Directions:
Count the lines of the data below that contain the string "with", treating uppercase and lowercase letters as distinct. State only the resulting number.

------ Record list

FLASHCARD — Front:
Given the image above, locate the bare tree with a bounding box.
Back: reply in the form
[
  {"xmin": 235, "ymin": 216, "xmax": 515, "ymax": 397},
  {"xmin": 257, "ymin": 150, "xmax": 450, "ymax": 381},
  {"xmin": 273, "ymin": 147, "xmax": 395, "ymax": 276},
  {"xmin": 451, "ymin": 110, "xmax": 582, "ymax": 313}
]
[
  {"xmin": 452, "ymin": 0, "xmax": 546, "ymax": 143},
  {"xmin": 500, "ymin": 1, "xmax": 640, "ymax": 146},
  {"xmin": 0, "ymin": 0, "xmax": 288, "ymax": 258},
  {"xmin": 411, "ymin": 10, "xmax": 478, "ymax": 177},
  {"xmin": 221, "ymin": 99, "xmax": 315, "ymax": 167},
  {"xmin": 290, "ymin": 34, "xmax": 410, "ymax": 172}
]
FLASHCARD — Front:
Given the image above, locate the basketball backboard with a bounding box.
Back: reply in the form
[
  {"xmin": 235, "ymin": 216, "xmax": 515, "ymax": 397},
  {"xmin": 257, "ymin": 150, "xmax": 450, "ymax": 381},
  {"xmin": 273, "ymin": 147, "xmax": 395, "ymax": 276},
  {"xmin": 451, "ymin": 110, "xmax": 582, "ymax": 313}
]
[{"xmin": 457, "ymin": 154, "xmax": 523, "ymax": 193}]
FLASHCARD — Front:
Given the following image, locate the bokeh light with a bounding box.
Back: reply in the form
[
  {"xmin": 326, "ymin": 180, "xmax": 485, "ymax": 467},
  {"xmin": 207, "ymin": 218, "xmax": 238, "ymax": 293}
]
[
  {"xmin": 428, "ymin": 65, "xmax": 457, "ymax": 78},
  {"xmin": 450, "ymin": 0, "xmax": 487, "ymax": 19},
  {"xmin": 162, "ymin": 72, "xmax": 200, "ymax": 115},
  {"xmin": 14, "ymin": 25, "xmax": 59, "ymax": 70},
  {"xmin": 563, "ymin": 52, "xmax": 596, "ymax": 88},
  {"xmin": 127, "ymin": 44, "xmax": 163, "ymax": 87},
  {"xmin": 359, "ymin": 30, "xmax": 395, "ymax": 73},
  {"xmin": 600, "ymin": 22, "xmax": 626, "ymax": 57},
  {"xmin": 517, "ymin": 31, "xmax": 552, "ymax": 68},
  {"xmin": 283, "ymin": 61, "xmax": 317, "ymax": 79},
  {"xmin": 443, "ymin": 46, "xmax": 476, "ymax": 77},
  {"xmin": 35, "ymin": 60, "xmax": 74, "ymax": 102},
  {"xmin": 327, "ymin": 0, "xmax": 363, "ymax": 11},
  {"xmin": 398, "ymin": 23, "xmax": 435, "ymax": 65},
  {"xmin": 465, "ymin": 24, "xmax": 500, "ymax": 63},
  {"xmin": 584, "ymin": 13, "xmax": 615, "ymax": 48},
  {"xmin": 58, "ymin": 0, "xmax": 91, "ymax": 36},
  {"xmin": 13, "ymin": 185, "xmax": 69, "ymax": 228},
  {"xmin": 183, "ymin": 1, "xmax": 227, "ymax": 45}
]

------------
------ Record list

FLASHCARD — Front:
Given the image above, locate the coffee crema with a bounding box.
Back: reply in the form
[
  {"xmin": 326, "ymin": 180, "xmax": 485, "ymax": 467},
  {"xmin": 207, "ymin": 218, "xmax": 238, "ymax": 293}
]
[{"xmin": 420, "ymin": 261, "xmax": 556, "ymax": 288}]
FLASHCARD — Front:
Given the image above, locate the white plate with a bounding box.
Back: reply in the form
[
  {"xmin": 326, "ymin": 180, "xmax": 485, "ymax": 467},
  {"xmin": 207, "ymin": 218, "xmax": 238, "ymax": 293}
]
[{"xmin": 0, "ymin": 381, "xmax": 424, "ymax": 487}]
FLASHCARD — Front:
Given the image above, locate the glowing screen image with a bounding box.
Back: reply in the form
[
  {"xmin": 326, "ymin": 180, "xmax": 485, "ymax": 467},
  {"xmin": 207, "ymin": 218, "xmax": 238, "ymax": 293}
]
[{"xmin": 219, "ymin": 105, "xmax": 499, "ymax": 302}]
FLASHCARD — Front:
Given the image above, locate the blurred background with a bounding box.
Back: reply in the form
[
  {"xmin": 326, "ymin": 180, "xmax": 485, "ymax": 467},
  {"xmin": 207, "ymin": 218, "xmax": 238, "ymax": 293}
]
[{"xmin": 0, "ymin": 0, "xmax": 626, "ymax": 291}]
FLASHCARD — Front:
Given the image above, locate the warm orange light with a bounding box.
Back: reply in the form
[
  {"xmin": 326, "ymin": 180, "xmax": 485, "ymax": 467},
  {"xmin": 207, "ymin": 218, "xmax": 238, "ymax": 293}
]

------------

Problem solution:
8